§ Requirement: The reply is to be an exact repetition of the entries that follow, with each picture left out.

[Stored data entries]

##########

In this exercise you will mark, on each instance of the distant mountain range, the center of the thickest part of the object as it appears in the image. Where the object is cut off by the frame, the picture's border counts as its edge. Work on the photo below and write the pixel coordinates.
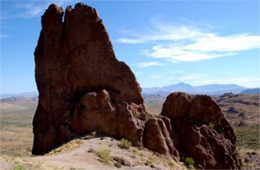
(251, 91)
(211, 89)
(25, 94)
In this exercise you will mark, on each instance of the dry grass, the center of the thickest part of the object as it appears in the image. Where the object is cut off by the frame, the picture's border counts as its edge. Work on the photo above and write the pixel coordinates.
(71, 145)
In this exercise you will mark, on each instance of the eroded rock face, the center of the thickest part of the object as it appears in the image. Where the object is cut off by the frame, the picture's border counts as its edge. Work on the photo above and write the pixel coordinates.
(202, 130)
(84, 88)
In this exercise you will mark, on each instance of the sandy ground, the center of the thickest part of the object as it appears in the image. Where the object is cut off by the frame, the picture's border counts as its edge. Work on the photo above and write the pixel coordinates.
(82, 154)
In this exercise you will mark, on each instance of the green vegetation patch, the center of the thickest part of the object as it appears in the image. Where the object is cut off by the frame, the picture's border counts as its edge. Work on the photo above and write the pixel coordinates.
(248, 136)
(125, 144)
(104, 156)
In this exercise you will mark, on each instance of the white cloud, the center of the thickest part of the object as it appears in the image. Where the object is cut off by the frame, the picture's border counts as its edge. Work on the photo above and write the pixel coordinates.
(155, 76)
(148, 64)
(203, 78)
(182, 43)
(190, 77)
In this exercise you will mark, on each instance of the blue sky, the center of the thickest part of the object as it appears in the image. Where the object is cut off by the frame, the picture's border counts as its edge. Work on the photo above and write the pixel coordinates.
(164, 42)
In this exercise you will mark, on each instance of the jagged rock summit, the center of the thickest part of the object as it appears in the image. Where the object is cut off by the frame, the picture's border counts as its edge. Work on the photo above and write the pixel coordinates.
(84, 88)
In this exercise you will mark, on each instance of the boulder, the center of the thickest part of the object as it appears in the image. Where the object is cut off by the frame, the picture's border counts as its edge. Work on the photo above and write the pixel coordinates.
(202, 130)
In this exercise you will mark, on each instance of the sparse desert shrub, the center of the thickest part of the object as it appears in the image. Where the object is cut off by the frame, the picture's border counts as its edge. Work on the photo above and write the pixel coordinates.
(189, 161)
(149, 162)
(19, 167)
(117, 164)
(170, 164)
(91, 150)
(104, 156)
(125, 144)
(211, 125)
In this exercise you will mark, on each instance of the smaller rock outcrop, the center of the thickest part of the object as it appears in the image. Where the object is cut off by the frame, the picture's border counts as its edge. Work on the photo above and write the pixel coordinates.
(202, 131)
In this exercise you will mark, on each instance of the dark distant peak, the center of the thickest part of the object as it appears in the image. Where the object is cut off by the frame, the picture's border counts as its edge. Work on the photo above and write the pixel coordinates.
(227, 95)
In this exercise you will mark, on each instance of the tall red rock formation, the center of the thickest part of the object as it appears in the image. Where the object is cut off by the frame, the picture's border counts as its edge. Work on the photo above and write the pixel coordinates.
(83, 87)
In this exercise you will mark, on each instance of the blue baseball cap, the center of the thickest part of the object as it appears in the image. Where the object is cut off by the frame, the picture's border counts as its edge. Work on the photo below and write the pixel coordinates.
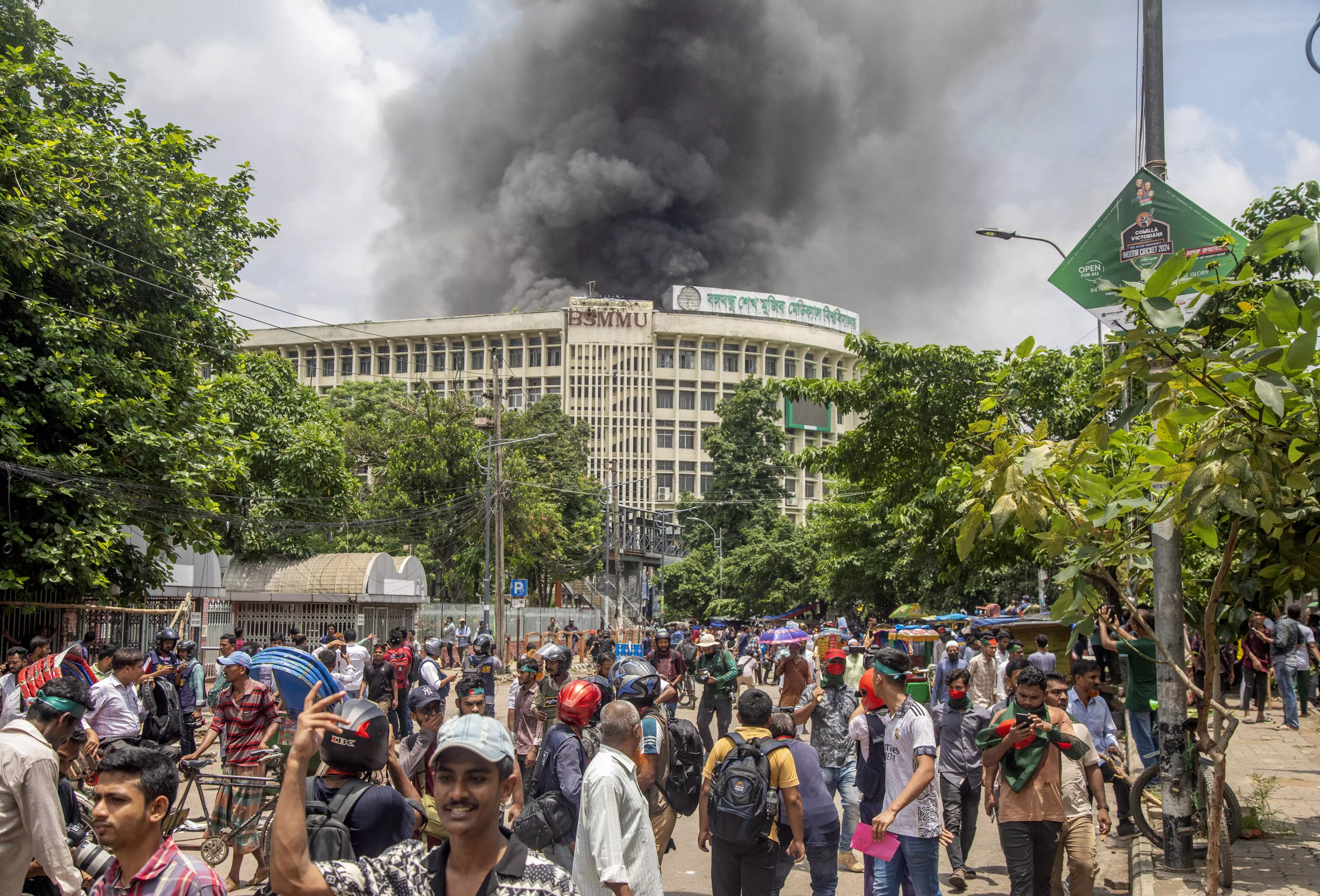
(237, 659)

##########

§ Completed exercise:
In this exercise you will mark, on each instance of the distant mountain range, the center of the thickest part of the object as it appears in the image. Where the object is cut off by the frame, the picture's border counts as its edge. Work on the photo below and write the pixel coordinates.
(251, 91)
(211, 89)
(25, 94)
In this exercise you will mark, on each instance of the dry grass, the center of the thickest part of the object as it appears in the image. Where the object is cut off by the frame, the picture's border counts as its edge. Work on the photo above and write the pixel coordinates.
(71, 145)
In this exercise you will mark, on each instance of the eroded rock face, the center of the thickest part of the object as it appears in the image. Where the object is cut off by the frame, the picture's border counts as its edge. Work on the photo above and write the pixel coordinates.
(202, 130)
(84, 88)
In this exercise you will mark, on each instance of the sandy ground, the center of the thickest part of the object as it appears in the image. Where the object is cut off by the frame, the picture's border counts as its edge. Work on the photo above and write the pixel coordinates.
(82, 154)
In this exercise you will mark, on each instance of the green vegetation patch, the center of the thickest part of the object as it appears in the image. Where the object is cut off by the frame, the picture's border counts as its edge. Work on the photo above and write the pixel coordinates.
(248, 136)
(125, 144)
(104, 156)
In this exercise you will mark, on each instance of the white cloud, the center of the thickest part of the object as it appears in the image. Where the object is cut off by the frame, the picture's border counts as its edge. Work on the photo above and write the pixel coordinates.
(155, 76)
(148, 64)
(203, 78)
(182, 43)
(190, 77)
In this exercise you will mark, on each instance of the blue sky, the center of the thickest part of the object as it appears in the image. Where the object is cut off by the frame, the picture's border counts as its edge. Work on the photo above and write the pixel coordinates.
(164, 42)
In this exercise you will mark, on each instance of the jagged rock summit, the center of the thickest part of the object as it appears in the image. Where the object is cut off by the frame, the picture's border counts as its edge. Work on the photo above and write the pixel coordinates.
(84, 88)
In this exercise you will mark, on each instance of the boulder, the center of the thickest part of the object as it appears in the image. Where the object is cut off by the frame, the picture's border counts as its edge. Work on the photo above and write the pixel coordinates.
(202, 130)
In this exercise you will mark, on each instance of the sparse desert shrub, the center of the thickest part of the object as it appears in the image. Where the object is cut off by the frame, the picture's border counts as its edge. Work on the photo above and write the pixel coordinates.
(189, 161)
(149, 162)
(19, 167)
(117, 164)
(170, 164)
(91, 150)
(104, 156)
(125, 144)
(211, 125)
In this exercise you will mark, on each instance of the smaller rock outcrop, the center of the thickest part of the object as it appears in the image. Where the object is cut off by the frame, the picture's border counts as its edge. Work on the photo above and write the pixel coordinates.
(202, 131)
In this exercise you will mark, on each instance of the dark distant peak, the center of the thickest part of the object as it appears in the image. Where the object is cut off by the frame, the picture's border counts as its edge. Work on the photo above and write the pixel coordinates.
(227, 95)
In this exercise you will mark, on each instance of the tall red rock formation, the center of the thickest part of the object as it appears in the image. Where the object is cut off by the frame, the picture's border counts as its edge. Work on the photo above and write the pixel coordinates.
(83, 87)
In this exercise you will mark, on each instance of the blue baseball cap, the center of the thickest part of the object as it appears in the image. Where the object is cut off by the frame, the picture's border counts as its edge. Work on the photo below and write the pixel coordinates.
(237, 659)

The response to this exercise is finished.